→ Document text:
· · ·

Cartan's criterion gives us a sufficient condition for Lie algebras built by matrices - and all finite-dimensional Lie algebras over fields of characteristic zero ($\mathbb{Q},\mathbb{R},\mathbb{C},$etc.) are matrix algebras (Ado's theorem) - to determine solvability by looking if the traces of
$$
\operatorname{trace}\left([A,U]\cdot X\right)=\operatorname{A\cdot U\cdot X- U\cdot A\cdot X}=0
$$
vanish for any choice of $A,U,X.$

Hence, given a Lie algebra defined as matrices, e.g. simple and not solvable $\mathfrak{sl}(2)$ or solvable $\mathfrak{H},$ compute that monster $A\cdot U\cdot X- U\cdot A\cdot X$ and add the diagonal entries. I would use https://www.symbolab.com/solver/matrix-calculator for that, although the pre-phone layout of this website was better.

That is the Criterion. I leave it as that in order to answer your question about theorem 5.1. In case you have a question about Cartan's criterion, please open a new thread.

In the proof of theorem 5.1 (1st direction), we assume that $L$ is semisimple, i.e. its (solvable) radical $\operatorname{Rad}(L)=\{0\}$ is zero. But forget this for a moment. We start new by considering
$$
S:=_{def}\operatorname{Rad}(K)=\left\{x\in L\, : \,K(x,y)=0\text{ for all }y\in L\right\}
$$
If we choose an $x\in S$ then $K(x,y)=0$ for all $y\in L$ per definition. Hence we have
$$
0=K(x,y)=\operatorname{trace}(\operatorname{ad}x \cdot \operatorname{ad}y)

· · ·

→ Required work:
1) Rewrite the Cartan's criterion post starting with "Hence, given a" and going on through "a new thread.", changing "monster" to "expression".
2) Continue the Cartan's criterion post from its final line.

→ Stored data:
· · ·

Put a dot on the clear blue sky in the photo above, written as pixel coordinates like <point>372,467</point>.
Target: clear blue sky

· · ·

→ Task-by-task results:
1)
Hence, given a Lie algebra defined as matrices, e.g. simple and not solvable $\mathfrak{sl}(2)$ or solvable $\mathfrak{H},$ compute that expression $A\cdot U\cdot X- U\cdot A\cdot X$ and add the diagonal entries. I would use https://www.symbolab.com/solver/matrix-calculator for that, although the pre-phone layout of this website was better.

That is the Criterion. I leave it as that in order to answer your question about theorem 5.1. In case you have a question about Cartan's criterion, please open a new thread.

2)
$$
for all $y\in [L,L]\subseteq L.$ But $\operatorname{ad}z$ are matrices, building the Lie algebra $\operatorname{ad}L$ of all such matrices with elements $z\in L.$ But for matric algebras, Cartan's criterion applies. We have $K(x,y)=0$ for all $y\in L$ so in particular for all $y\in [L,L].$ Thus, by Cartan, we have that the Lie algebra of matrices $\operatorname{ad}_L S$ is solvable. The index $L$ only notes that we still multiply in $L$ which determines e.g. the size of the matrices $\operatorname{ad}_L x,$ but $x\in S$ and $\operatorname{ad}_L S$ is solvable by Cartan's criterion. (We silently assumed that $S$ is a Lie algebra. We even need in a moment that it is an ideal of $L$. You might want to check this!)

Now go back to what solvable means and what $\operatorname{ad}$ means. We have with the Jacobi identity
\begin{align*}
(\operatorname{ad}[x,y])(z)&=[[x,y],z]=-[z,[x,y]]=[x,[y,z]]-[y,[x,z-]]\\
&=(\operatorname{ad}x \operatorname{ad}y)(z)-(\operatorname{ad}y\operatorname{ad}x(z)=[\operatorname{ad}x,\operatorname{ad}y](z)
\end{align*}
So $\operatorname{ad}$ is a Lie algebra homomorphism, $\operatorname{ad}[x,y]=[\operatorname{ad}x,\operatorname{ad}y],$ i.e. it walks into and out of the brackets.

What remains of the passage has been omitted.